TASK SET –
**A.** Please reproduce the passage of the Jaskirat Singh Rangi article from "At the end of" to "of a Part 3.".
**B.** According to the Jaskirat Singh Rangi article, what false name did Ravindra Kaushik live under in Pakistan?
**C.** Carry the Jaskirat Singh Rangi article forward from its last sentence with the next part.

ARTICLE –
◆ ◆ ◆ ◆ ◆ ◆ ◆

At the end of Part 2, with his mission complete, Jaskirat/Hamza returns to India. He travels to Pathankot to see his mother and surviving sister — but watches them from a distance, unseen. He was declared dead long ago. He chooses not to reveal himself. He walks away, back to duty, as the words from his training echo: “Balidan Parmo Dharma” — Sacrifice is the highest duty.
The film ended with Ranveer Singh’s character resuming training at a military camp, leaving open the possibility of a Part 3.
The Real-World Inspirations Behind Jaskirat Singh Rangi
While Jaskirat is fictional, the character draws on several real-world people and operations.
Major Mohit Sharma (1978–2009)
The most cited real-world parallel. Major Mohit Sharma was a decorated officer of the 1 Para (Special Forces) unit, posthumously awarded the Ashoka Chakra — India’s highest peacetime gallantry award — for his actions in an anti-infiltration operation in Kupwara, Jammu & Kashmir in March 2009. He had also conducted undercover work in Kashmir prior to this. Major Mohit Sharma’s family alleged that the Dhurandhar makers used his legacy without consent and approached the Delhi High Court. The CBFC reviewed the matter and certified the film as fiction, with Aditya Dhar asserting the character was not based on Sharma. The operational elements — undercover work, infiltration, sacrifice — are broadly similar but narratively distinct.
Ravindra Kaushik — “The Black Tiger”
Ravindra Kaushik (1952–2001) was a real RAW agent who infiltrated Pakistan in the 1970s, lived there for years under a false Muslim identity as Nabi Ahmad Shakir, married a local woman, and worked inside Pakistan’s Military Accounts Department. His cover was blown in 1983, he was arrested, his death sentence was commuted to life imprisonment, and he died in a Pakistani prison in 2001. The premise of Jaskirat Singh Rangi — a man who adopts a new identity in Pakistan, integrates into local life, and works undercover for years — has clear parallels to Kaushik’s real story.
Operation Lyari
The fictional “Operation Dhurandhar” draws loose inspiration from Operation Lyari — a real Pakistani counter-crime operation starting around 2012 to dismantle criminal gang syndicates in Karachi’s Lyari district, particularly the People’s Aman Committee led by real gangster Uzair Baloch (the inspiration for Rehman Dakait in the film).
The Aditya Dhar Cinematic Universe — The Uri Connection
One of the most discussed Easter eggs: in Uri: The Surgical Strike (2019), also directed by Aditya Dhar, Kirti Kulhari’s character (Flight Lieutenant Seerat Kaur) mentions that her late husband Captain Jaskirat Singh Rangi of the Punjab Regiment was martyred in the Naushera Sector. This mention — years before Dhurandhar was made — planted the name in the public consciousness and has led many to speculate that Aditya Dhar has built a shared cinematic universe. The Uri Jaskirat is described as a martyr; the Dhurandhar Jaskirat is very much alive and operating undercover. Whether this is a continuity inconsistency or a deliberate storytelling choice has not been officially explained by the director.

◆ ◆ ◆ ◆ ◆ ◆ ◆

RAW DATA –
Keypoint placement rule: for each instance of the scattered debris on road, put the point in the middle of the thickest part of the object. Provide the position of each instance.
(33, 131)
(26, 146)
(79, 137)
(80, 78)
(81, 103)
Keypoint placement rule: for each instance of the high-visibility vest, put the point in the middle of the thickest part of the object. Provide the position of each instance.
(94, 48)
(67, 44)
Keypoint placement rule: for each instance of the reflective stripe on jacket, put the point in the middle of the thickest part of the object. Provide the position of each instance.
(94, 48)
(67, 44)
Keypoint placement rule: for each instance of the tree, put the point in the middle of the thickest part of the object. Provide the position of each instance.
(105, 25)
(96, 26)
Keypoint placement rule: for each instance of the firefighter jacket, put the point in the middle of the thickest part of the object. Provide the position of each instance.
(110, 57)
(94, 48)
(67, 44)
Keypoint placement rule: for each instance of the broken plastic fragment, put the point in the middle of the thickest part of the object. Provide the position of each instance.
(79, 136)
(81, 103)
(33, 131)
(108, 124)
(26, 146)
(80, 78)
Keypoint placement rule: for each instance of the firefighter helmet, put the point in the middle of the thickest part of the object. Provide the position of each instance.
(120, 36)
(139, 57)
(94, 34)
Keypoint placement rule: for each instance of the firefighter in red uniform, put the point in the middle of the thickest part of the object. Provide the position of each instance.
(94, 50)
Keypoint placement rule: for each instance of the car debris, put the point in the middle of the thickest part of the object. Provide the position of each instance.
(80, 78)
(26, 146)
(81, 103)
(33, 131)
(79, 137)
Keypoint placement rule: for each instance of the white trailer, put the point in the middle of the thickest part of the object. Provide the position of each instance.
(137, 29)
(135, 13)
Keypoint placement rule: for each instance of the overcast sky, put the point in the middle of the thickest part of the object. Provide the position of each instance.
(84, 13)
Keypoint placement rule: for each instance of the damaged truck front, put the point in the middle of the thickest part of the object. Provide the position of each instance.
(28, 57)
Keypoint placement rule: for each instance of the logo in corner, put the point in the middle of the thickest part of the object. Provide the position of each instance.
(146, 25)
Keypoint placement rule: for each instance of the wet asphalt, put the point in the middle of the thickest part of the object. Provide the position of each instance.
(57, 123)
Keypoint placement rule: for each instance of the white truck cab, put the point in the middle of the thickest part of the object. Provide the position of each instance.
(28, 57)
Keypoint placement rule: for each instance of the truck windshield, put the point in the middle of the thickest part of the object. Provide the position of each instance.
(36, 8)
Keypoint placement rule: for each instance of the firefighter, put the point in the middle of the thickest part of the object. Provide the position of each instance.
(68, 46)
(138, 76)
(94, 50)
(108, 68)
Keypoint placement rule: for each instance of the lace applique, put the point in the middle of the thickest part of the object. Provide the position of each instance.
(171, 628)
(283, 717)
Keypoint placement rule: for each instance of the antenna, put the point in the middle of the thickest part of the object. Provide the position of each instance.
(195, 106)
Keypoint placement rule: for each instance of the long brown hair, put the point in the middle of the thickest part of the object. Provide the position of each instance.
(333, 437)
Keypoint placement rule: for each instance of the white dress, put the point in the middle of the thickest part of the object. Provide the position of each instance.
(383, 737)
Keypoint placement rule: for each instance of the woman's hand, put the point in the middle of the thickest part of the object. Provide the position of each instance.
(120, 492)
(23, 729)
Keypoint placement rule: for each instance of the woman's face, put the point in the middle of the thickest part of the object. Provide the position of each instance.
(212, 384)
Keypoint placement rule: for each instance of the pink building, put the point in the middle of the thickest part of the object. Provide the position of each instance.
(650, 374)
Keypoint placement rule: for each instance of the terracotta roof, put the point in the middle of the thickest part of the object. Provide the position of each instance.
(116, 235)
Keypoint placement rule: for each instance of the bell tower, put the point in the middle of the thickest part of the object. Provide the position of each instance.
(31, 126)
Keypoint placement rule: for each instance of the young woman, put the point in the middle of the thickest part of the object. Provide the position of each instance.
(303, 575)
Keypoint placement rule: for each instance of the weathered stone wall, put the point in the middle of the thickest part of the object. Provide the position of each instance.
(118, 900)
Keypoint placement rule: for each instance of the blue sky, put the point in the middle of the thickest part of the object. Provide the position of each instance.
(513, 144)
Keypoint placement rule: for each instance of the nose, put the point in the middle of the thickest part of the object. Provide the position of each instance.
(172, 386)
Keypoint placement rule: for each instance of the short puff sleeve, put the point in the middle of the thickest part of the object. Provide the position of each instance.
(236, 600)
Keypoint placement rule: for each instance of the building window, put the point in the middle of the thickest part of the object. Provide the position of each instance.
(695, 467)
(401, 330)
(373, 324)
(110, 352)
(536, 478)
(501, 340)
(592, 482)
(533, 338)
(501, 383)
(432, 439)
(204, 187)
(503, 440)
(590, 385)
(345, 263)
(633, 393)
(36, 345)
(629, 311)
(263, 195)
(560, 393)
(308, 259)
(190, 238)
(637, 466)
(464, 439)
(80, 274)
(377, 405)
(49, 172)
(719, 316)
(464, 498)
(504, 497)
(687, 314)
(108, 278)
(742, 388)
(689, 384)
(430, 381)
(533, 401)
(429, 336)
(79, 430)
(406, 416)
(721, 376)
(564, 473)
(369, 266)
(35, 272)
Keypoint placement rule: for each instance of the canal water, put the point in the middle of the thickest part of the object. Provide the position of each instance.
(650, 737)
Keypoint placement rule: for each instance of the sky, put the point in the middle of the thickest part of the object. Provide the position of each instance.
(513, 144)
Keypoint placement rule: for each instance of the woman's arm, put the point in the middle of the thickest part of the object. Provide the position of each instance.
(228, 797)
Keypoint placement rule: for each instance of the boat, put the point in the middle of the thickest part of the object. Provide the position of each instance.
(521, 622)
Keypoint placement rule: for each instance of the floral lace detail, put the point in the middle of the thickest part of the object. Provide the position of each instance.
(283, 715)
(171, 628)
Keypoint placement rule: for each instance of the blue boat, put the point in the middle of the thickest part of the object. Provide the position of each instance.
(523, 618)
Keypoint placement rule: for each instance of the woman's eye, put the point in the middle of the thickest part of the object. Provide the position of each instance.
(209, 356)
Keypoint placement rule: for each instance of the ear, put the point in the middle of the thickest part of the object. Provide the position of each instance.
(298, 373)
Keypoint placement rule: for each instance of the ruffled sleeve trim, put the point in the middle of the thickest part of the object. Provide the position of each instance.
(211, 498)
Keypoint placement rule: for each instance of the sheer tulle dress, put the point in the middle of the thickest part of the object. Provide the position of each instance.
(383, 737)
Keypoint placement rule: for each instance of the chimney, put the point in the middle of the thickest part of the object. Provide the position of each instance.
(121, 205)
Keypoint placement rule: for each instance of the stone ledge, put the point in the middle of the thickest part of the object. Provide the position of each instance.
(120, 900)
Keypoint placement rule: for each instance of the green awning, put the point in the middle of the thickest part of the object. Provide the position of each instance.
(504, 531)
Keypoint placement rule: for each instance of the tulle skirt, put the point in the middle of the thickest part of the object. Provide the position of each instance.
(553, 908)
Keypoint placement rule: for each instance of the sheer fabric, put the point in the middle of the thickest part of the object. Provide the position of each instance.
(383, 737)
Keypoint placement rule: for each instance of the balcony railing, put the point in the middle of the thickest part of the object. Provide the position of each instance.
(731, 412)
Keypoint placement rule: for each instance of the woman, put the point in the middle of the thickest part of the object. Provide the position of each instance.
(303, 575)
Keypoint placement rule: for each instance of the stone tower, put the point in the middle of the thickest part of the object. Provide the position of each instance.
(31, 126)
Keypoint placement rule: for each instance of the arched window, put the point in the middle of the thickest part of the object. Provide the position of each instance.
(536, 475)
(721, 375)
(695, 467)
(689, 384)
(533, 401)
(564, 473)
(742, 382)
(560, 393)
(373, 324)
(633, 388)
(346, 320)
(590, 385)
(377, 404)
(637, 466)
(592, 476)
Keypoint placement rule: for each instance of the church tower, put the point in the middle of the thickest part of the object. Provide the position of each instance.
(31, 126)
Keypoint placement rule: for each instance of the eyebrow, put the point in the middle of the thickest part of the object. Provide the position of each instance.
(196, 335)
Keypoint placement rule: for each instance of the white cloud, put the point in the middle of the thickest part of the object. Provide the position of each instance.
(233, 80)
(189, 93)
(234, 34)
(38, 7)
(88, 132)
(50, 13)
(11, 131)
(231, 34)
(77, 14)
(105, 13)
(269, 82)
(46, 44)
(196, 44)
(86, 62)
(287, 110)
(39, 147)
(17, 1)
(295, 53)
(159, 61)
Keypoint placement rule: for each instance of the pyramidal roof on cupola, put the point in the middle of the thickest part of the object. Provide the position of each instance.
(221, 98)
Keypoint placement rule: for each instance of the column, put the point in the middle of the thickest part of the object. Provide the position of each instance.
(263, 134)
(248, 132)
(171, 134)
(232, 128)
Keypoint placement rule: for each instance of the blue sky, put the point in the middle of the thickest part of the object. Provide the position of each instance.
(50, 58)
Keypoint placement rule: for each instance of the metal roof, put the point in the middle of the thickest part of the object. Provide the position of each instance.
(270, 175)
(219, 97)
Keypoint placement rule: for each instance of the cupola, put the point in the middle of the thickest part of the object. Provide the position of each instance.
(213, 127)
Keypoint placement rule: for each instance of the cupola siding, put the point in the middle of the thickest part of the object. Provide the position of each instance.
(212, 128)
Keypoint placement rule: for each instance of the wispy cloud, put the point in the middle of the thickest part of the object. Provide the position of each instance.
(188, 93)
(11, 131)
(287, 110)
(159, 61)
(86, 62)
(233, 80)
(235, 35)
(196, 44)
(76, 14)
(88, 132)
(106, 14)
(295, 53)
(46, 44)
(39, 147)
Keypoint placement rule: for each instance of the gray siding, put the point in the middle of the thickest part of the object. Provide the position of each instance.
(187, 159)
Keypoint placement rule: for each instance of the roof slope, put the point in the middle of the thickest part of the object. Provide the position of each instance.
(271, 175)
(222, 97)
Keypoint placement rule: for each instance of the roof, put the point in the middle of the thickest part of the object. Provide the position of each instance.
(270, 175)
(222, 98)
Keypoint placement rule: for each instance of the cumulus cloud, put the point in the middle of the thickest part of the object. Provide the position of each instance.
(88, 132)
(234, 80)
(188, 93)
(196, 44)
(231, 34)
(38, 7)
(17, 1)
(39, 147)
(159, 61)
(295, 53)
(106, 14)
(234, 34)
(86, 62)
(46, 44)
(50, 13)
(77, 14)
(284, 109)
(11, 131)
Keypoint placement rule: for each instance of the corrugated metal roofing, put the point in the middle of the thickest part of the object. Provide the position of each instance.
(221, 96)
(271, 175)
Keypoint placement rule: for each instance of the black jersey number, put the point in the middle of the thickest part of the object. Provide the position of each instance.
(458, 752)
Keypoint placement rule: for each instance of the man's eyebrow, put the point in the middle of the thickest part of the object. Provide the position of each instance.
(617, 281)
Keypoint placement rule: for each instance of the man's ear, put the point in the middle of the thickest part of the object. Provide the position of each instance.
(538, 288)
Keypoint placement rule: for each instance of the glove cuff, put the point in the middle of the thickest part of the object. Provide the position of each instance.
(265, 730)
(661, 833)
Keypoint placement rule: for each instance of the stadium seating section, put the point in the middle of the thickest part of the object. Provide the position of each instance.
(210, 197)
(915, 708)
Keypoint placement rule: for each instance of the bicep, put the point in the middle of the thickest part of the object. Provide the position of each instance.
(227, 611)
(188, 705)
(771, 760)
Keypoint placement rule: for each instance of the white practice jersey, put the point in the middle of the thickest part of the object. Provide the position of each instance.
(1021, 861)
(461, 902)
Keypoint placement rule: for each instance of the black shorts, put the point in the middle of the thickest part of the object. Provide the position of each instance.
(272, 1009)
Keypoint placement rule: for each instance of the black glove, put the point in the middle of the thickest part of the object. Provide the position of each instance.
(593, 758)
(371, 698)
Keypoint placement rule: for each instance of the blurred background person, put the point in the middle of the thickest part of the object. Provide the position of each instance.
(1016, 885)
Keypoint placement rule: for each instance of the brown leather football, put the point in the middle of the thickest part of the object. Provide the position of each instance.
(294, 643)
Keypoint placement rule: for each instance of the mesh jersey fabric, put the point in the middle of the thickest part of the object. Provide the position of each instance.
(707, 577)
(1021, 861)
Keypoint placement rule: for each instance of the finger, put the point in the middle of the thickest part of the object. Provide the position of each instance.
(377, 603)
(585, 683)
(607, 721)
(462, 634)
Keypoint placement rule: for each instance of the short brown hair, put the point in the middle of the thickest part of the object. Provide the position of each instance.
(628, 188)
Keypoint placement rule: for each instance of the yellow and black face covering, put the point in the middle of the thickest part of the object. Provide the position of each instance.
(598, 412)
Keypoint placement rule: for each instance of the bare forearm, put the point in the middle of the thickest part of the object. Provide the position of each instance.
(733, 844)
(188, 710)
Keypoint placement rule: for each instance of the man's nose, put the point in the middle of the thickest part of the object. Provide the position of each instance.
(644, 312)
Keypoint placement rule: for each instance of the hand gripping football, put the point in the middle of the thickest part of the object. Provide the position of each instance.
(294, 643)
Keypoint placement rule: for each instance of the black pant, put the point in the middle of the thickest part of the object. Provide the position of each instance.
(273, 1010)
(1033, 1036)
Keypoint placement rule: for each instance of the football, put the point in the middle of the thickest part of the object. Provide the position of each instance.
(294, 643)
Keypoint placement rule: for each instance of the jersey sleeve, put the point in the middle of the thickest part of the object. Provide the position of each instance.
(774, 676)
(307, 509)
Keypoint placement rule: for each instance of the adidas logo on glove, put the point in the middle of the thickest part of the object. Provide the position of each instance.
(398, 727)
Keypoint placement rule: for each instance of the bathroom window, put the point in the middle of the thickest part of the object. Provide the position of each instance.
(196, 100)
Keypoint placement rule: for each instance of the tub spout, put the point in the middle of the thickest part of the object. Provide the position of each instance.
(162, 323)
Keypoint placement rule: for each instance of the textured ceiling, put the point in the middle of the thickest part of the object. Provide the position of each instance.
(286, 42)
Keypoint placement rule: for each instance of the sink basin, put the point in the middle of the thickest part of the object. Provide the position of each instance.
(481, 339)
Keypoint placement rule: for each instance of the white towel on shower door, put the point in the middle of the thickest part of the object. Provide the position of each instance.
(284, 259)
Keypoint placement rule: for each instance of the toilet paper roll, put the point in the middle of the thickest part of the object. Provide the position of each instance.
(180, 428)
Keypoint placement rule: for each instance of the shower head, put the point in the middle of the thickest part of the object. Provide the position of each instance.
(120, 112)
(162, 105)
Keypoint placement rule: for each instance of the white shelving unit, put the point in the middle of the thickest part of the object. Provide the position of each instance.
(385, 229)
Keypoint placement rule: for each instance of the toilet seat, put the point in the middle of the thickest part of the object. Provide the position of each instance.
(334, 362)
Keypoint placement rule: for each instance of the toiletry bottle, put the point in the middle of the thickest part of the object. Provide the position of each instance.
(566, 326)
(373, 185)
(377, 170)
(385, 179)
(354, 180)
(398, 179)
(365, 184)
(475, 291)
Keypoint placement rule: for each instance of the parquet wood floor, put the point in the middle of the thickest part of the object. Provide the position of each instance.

◆ ◆ ◆ ◆ ◆ ◆ ◆

ANSWERS TO EACH TASK –
**A.**
At the end of Part 2, with his mission complete, Jaskirat/Hamza returns to India. He travels to Pathankot to see his mother and surviving sister — but watches them from a distance, unseen. He was declared dead long ago. He chooses not to reveal himself. He walks away, back to duty, as the words from his training echo: “Balidan Parmo Dharma” — Sacrifice is the highest duty.
The film ended with Ranveer Singh’s character resuming training at a military camp, leaving open the possibility of a Part 3.

**B.** Nabi Ahmad Shakir

**C.**
Dhurandhar — Key Cast and Facts
| Role | Character | Actor |
|---|---|---|
| Jaskirat Singh Rangi / Hamza Ali Mazari | Indian spy | Ranveer Singh |
| Ajay Sanyal (based on Ajit Doval) | IB Director | R. Madhavan |
| Rehman Dakait (based on Uzair Baloch) | Gang leader | Akshaye Khanna |
| SP Chaudhary Aslam | Pakistani cop | Sanjay Dutt |
| Major Iqbal (based on Ilyas Kashmiri) | ISI officer | Arjun Rampal |
| Yalina Jamali | Hamza’s wife in Pakistan | Sara Arjun |
Dhurandhar (Part 1): Released December 5, 2025 | ₹1,003 crore+ worldwide | Adults-only certificate | Banned in Gulf countries Dhurandhar: The Revenge (Part 2): Released March 19, 2026 | ₹102.55 crore on Day 1 | Released in 5 languages
Also Read
- Major Mohit Sharma Biography — Ashoka Chakra Winner and 1 Para Officer
- Ravindra Kaushik Biography — India’s Black Tiger RAW Spy in Pakistan
- Ranveer Singh Biography — Bollywood’s Most Energetic Superstar
- Aditya Dhar Biography — Director of Uri and Dhurandhar
- Ajit Doval Biography — India’s National Security Advisor and Spymaster
Frequently Asked Questions (FAQ)
Q: Is Jaskirat Singh Rangi a real person?
A: No. Jaskirat Singh Rangi is a fictional character from the Dhurandhar film series directed by Aditya Dhar. No person by this name appears in Indian Army records, government documents, or verified news reports. The CBFC certified the film as fiction and the director has confirmed it is not a biopic.
Q: What is Jaskirat Singh Rangi’s real photo?
A: There is no real photo of any person named Jaskirat Singh Rangi, because the character is fictional. All images circulating online under this name are film stills or behind-the-scenes photos of Ranveer Singh in character, fan edits, AI-generated images, or photos of real military officers incorrectly labelled as Rangi.
Q: Who plays Jaskirat Singh Rangi?
A: Ranveer Singh plays Jaskirat Singh Rangi (also known as Hamza Ali Mazari) in both Dhurandhar (2025) and Dhurandhar: The Revenge (2026), directed by Aditya Dhar.
Q: Is Jaskirat Singh Rangi based on Major Mohit Sharma?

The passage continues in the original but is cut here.